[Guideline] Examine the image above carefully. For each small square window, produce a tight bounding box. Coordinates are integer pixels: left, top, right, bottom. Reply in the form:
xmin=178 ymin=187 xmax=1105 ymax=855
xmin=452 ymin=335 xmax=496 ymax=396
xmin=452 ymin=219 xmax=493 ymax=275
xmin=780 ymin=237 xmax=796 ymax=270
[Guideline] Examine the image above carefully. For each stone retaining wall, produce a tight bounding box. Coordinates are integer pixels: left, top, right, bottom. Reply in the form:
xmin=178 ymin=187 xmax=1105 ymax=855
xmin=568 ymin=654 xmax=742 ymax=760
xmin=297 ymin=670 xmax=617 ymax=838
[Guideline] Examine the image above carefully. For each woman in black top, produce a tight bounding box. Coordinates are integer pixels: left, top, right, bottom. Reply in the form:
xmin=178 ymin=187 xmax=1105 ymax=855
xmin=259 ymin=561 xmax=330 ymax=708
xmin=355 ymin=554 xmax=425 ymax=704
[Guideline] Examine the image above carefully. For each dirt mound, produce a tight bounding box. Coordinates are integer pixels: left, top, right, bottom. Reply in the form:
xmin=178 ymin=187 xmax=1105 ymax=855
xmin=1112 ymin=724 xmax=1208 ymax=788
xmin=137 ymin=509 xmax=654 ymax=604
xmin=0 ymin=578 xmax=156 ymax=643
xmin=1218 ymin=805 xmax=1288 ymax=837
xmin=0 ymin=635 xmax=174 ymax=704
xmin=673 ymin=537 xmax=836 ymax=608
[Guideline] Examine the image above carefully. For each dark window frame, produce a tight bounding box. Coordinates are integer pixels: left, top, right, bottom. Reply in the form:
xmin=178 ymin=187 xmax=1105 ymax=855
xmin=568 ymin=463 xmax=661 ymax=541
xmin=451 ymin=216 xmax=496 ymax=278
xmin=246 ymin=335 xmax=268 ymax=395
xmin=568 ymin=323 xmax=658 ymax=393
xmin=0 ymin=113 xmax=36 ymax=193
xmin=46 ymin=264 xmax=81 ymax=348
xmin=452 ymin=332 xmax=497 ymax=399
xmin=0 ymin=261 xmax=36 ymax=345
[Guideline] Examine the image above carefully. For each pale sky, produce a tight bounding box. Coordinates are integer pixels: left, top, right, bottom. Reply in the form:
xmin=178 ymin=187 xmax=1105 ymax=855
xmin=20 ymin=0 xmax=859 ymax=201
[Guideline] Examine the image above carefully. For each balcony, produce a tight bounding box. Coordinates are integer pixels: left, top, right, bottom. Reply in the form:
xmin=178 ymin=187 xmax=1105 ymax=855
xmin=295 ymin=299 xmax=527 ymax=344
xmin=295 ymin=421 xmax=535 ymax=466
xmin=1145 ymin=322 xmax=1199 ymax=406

########

**Goal**
Swap "produce" for "draw" everywhere in the material above and write out all of its lines again, leaving everything else unchanged.

**Output below**
[Guideline] Examine the image above carefully. For each small square window, draw a tight bounding box. Coordinates are integer pixels: left, top, right, bottom. Reply in the form:
xmin=178 ymin=187 xmax=1105 ymax=855
xmin=452 ymin=335 xmax=496 ymax=396
xmin=452 ymin=219 xmax=493 ymax=275
xmin=780 ymin=237 xmax=796 ymax=270
[Guideline] Examine the image above carefully. For each stone retaining wall, draw a tight bounding box. Coordinates are integer pixels: left, top, right, bottom. Reply in the form:
xmin=178 ymin=187 xmax=1105 ymax=855
xmin=568 ymin=654 xmax=742 ymax=760
xmin=297 ymin=670 xmax=617 ymax=838
[Guideline] Examine the image above carefully. For each woman in black top, draw a tight bounding box. Coordinates are integer pixels: left, top, right, bottom. Reply in the form:
xmin=178 ymin=187 xmax=1105 ymax=855
xmin=259 ymin=561 xmax=330 ymax=708
xmin=355 ymin=554 xmax=425 ymax=704
[Guideline] Examine the image above carefully. For each dirt mound, draw a tight bounding box. Coordinates are integer pixels: left, top, right, bottom. Reply in the form:
xmin=178 ymin=187 xmax=1105 ymax=855
xmin=1112 ymin=724 xmax=1208 ymax=788
xmin=137 ymin=509 xmax=654 ymax=604
xmin=0 ymin=578 xmax=156 ymax=643
xmin=1218 ymin=805 xmax=1288 ymax=837
xmin=0 ymin=635 xmax=174 ymax=704
xmin=673 ymin=537 xmax=836 ymax=608
[Guideline] Examine the image above carefully. For each dark window frame, draw a tight bounding box. Coordinates are integer pixels: left, top, right, bottom. Reply in the form:
xmin=178 ymin=187 xmax=1105 ymax=855
xmin=568 ymin=463 xmax=661 ymax=541
xmin=451 ymin=216 xmax=496 ymax=278
xmin=246 ymin=335 xmax=268 ymax=395
xmin=568 ymin=323 xmax=658 ymax=393
xmin=0 ymin=113 xmax=36 ymax=193
xmin=46 ymin=264 xmax=81 ymax=348
xmin=452 ymin=332 xmax=497 ymax=399
xmin=0 ymin=261 xmax=36 ymax=345
[Guideline] Examine the image above carefully. For each pale sky, draw a tight bounding box. Coordinates are integer pixels: left, top, right, bottom. Reply in the form:
xmin=178 ymin=187 xmax=1105 ymax=855
xmin=20 ymin=0 xmax=859 ymax=201
[Guideline] Examine the image above carefully. For each balcony, draw a tight bounding box. Coordinates are integer pixels: left, top, right, bottom. Reply in the form:
xmin=178 ymin=187 xmax=1105 ymax=855
xmin=295 ymin=299 xmax=527 ymax=344
xmin=295 ymin=421 xmax=535 ymax=466
xmin=1145 ymin=322 xmax=1199 ymax=406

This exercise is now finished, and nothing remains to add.